▶ _EXPLORE THE MATERIAL_
(a) Name the four document dimensions that the clinical documentation quality text below links to the perception of quality.
(b) Reproduce word for word the section of the clinical documentation quality text that opens with the words containing "A central premise" and closes with "or realistic surrogate.".

▶ _PROVIDED TEXT_

Implementation of electronic health records (EHRs) is occurring at an increasing rate across the country. A key component of EHRs is computerized provider documentation (CPD). Narrative notes are at the heart of the medical record, providing the patient’s story, the clinicians’ perspective and the big picture view of the current clinical situation and plan of care. The clinical narrative supports a shared situation model of the patient for team members and regulatory agencies use the narrative to determine compliance. Clinical texts are also a rich source of information that can be exracted using Natural Language Processing (NLP) techniques as well as other automated processes. Understanding the factors associated with document quality may be key to understanding why and what care has been provided, the medical decision-making process, and clinical communication. These factors also have potential impact for information extraction and classification tasks done through either manual review or automated tools. The purpose of this paper is to report an exploratory analysis of the association between some of the structural and informational characteristics of computerized documentation and ratings of document quality.

Document Quality

Prior work assessing document quality has identified several key components to the cognitive dimensions of document quality. One analysis of provider interviews identified five factors influencing satisfaction with clinical documentation work: Availability, Time Efficiency, Expressivity, Structure and Quality1. Another study identified four document dimensions associated with the perception of quality: Well-formed, Comprehensible, Accurate and Compact2. In addition, Hammond et al3 developed and validated an instrument based on the results of focus groups in the VA and found two higher order factors (readability and informativeness) with five distinct themes: 1) communication and coordination, 2) control and forced functions, 3) information availability and reasoning support; 4) workflow alteration and disruption and 5) confidence and trust.

None of these prior works has linked the overarching dimensions of quality to specific structural aspects of notes. This study explores those issues using the 2010 i2b2/VA Challenge4 documents and a validated scale for assessing quality.

Objectives

A central premise of this study is that document quality impacts the usefulness of clinical narratives and is driven by structural factors such as templated data entry fields, use of headings, the presence of inserted objects, and use of de-identification methods such as replacement of Protective Health Information (PHI) with a tag, or realistic surrogate.

[Stored entries]

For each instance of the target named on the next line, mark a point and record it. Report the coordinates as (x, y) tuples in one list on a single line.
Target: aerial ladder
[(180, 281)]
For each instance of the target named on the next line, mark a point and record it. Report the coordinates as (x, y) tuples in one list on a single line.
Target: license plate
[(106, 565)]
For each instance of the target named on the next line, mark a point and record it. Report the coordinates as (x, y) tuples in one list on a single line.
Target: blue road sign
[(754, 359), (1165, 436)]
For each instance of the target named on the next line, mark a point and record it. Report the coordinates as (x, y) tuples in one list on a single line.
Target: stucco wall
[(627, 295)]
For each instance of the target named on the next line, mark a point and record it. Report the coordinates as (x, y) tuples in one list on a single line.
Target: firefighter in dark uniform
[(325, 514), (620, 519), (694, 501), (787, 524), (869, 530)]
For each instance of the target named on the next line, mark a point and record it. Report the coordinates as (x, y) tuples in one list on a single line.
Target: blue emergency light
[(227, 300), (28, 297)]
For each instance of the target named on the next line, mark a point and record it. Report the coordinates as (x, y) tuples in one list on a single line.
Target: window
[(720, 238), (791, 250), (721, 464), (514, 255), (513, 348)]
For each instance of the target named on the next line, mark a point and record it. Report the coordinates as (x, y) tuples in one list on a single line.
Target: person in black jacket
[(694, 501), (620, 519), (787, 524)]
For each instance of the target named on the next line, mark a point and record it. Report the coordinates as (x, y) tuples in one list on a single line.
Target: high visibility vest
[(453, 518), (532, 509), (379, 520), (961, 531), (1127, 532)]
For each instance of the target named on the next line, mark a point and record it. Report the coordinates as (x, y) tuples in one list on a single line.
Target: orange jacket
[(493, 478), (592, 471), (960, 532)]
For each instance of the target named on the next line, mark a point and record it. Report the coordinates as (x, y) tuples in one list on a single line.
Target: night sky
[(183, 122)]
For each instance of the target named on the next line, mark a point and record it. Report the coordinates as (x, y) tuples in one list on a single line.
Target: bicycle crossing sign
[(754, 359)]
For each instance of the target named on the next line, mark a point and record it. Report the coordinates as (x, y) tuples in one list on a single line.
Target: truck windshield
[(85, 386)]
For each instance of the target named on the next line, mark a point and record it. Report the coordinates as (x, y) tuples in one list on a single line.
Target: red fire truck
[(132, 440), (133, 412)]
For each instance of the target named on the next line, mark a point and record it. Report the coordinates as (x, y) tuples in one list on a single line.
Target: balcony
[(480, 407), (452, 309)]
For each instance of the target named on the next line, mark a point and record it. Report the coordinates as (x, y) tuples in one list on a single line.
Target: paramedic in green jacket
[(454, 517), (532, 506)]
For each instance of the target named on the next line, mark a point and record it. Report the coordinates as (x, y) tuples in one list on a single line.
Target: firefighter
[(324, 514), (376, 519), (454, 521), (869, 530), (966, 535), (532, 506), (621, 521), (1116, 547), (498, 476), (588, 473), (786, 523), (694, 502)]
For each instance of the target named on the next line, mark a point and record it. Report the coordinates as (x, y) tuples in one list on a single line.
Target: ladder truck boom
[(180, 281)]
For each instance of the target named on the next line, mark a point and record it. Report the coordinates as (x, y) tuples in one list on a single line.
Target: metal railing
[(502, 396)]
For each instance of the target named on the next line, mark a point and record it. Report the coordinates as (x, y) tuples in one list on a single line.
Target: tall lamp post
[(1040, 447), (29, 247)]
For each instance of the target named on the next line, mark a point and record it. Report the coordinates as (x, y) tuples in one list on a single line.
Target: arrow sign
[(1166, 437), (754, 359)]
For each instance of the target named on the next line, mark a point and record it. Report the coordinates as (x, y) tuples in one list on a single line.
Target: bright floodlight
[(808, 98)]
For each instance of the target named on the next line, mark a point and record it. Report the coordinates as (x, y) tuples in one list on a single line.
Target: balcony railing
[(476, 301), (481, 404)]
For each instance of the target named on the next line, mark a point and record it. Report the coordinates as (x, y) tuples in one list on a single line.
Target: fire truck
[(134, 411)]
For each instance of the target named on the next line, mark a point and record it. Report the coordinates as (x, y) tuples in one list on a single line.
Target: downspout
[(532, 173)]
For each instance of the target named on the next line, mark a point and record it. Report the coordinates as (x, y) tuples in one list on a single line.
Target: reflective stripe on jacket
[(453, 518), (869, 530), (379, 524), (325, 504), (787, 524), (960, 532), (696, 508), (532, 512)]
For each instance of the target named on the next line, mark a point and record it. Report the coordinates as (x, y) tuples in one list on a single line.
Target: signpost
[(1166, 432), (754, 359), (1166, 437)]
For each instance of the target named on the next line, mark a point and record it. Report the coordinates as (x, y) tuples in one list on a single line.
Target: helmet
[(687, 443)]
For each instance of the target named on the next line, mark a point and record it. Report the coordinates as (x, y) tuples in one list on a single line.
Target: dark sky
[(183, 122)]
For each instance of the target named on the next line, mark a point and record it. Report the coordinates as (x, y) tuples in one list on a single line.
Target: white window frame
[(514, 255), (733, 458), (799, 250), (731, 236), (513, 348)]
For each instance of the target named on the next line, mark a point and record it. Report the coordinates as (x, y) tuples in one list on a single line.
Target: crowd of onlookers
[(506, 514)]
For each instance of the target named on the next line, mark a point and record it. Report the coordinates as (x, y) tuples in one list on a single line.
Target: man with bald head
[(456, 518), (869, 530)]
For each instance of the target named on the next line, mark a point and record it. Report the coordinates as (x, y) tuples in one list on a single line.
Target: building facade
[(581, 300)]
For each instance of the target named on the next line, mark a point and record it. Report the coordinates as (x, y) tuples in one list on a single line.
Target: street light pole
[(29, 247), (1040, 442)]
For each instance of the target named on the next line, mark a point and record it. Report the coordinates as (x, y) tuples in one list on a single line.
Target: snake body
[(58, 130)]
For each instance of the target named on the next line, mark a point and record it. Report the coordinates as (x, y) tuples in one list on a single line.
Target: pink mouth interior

▶ _OUTPUTS BY TASK_
(a) Well-formed, Comprehensible, Accurate, Compact

(b)
A central premise of this study is that document quality impacts the usefulness of clinical narratives and is driven by structural factors such as templated data entry fields, use of headings, the presence of inserted objects, and use of de-identification methods such as replacement of Protective Health Information (PHI) with a tag, or realistic surrogate.